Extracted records
§ §

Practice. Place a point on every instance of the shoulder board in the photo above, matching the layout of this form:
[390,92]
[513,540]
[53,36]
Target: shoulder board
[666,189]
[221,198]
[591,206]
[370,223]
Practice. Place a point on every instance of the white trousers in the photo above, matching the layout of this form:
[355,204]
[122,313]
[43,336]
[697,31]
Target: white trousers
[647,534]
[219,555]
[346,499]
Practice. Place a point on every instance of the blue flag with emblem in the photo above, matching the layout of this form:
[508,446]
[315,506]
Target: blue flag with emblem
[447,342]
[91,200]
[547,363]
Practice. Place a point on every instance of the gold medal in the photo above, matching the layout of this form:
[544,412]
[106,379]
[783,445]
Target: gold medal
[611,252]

§ §

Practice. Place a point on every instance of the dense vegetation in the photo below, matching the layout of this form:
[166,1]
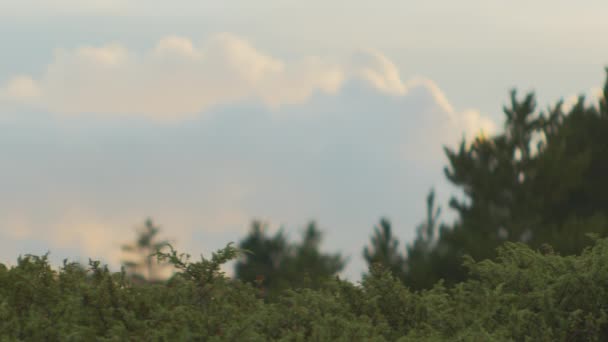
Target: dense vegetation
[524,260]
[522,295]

§ §

Say how many lines in the entries include the string "above", and write nothing besides that number.

4